DIRECTIONS FOR THIS TASK
Rewrite the records below, swapping each occurrence of "Reviewer note" for "Annotator note" and keeping everything else unchanged.

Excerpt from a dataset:
▬▬▬▬▬▬

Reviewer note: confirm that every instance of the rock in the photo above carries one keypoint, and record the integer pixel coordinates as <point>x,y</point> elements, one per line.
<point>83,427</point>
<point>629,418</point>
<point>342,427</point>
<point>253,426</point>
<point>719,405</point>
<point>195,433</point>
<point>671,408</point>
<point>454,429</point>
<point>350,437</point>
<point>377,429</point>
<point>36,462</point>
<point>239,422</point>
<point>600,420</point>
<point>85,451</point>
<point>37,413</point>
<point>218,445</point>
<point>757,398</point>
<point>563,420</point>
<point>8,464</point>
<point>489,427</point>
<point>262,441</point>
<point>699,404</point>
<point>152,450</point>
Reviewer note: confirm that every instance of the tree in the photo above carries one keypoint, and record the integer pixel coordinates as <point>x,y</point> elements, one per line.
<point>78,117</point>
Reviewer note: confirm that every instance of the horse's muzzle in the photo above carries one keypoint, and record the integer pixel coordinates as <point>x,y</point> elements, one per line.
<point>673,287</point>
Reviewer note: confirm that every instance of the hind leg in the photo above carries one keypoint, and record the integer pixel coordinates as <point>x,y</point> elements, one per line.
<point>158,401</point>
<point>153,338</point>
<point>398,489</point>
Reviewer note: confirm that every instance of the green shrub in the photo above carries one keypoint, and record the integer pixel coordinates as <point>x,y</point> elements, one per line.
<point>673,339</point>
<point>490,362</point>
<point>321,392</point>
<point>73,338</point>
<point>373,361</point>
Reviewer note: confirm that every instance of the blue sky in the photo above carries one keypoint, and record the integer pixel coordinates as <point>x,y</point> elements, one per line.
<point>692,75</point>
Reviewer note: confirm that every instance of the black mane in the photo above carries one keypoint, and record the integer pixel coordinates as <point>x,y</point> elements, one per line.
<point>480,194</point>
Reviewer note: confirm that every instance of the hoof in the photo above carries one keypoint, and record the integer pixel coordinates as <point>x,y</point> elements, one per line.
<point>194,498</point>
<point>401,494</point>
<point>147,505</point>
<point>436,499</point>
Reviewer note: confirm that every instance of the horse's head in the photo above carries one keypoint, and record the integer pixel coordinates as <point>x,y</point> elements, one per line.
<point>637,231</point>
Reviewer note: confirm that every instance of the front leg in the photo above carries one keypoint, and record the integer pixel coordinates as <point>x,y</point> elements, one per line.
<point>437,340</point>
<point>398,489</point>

▬▬▬▬▬▬

COMPLETE RESPONSE
Annotator note: confirm that every instance of the rock in the photo above carries one keypoint, and record the integer pixel coordinates as <point>x,y</point> elements, one per line.
<point>83,427</point>
<point>629,418</point>
<point>342,427</point>
<point>253,426</point>
<point>719,405</point>
<point>195,433</point>
<point>671,408</point>
<point>454,429</point>
<point>350,437</point>
<point>377,429</point>
<point>36,462</point>
<point>239,422</point>
<point>600,420</point>
<point>85,451</point>
<point>37,413</point>
<point>218,445</point>
<point>757,398</point>
<point>563,420</point>
<point>8,464</point>
<point>489,427</point>
<point>262,441</point>
<point>699,404</point>
<point>152,450</point>
Annotator note: confirm that every instance of the tree in the photo above carries one keypoint, and record the integer pixel coordinates as <point>x,y</point> elements, one per line.
<point>78,117</point>
Annotator note: confirm that every instance of the horse's muzzle in the photo above carries one keypoint, and record the integer pixel coordinates as <point>x,y</point> elements, one per line.
<point>673,287</point>
Annotator note: confirm that every instance of the hind leg in the photo above carries one keypoint, and record the integer pixel coordinates as <point>x,y</point> elements, one per line.
<point>158,401</point>
<point>153,338</point>
<point>398,489</point>
Annotator note: confirm that every instance of the green shrub in the photo above carries one keypoint, and record the integer pixel coordinates as <point>x,y</point> elements, one per line.
<point>673,339</point>
<point>490,362</point>
<point>321,392</point>
<point>73,338</point>
<point>373,361</point>
Annotator note: confirm that every instance of the blue sky in the photo above carries one keypoint, and record the integer pixel coordinates as <point>x,y</point> elements, one per line.
<point>692,75</point>
Annotator note: confirm that every instance of the black mane in the photo above carries one keypoint, and record the integer pixel coordinates as <point>x,y</point> elements, one per line.
<point>480,194</point>
Annotator note: confirm that every instance of the hoof in the photo above carries one keypoint, and record the integer pixel coordinates as <point>x,y</point> elements, one per line.
<point>194,498</point>
<point>401,494</point>
<point>147,505</point>
<point>436,499</point>
Annotator note: confirm that every instance of the horse's head in the photo above carries one keypoint, and record the integer pixel coordinates as <point>x,y</point> elements, one per line.
<point>637,231</point>
Annotator note: confirm that every instance of the front leg in the photo above carries one keypoint, and record the integer pixel coordinates as <point>x,y</point> elements, one per line.
<point>437,340</point>
<point>398,489</point>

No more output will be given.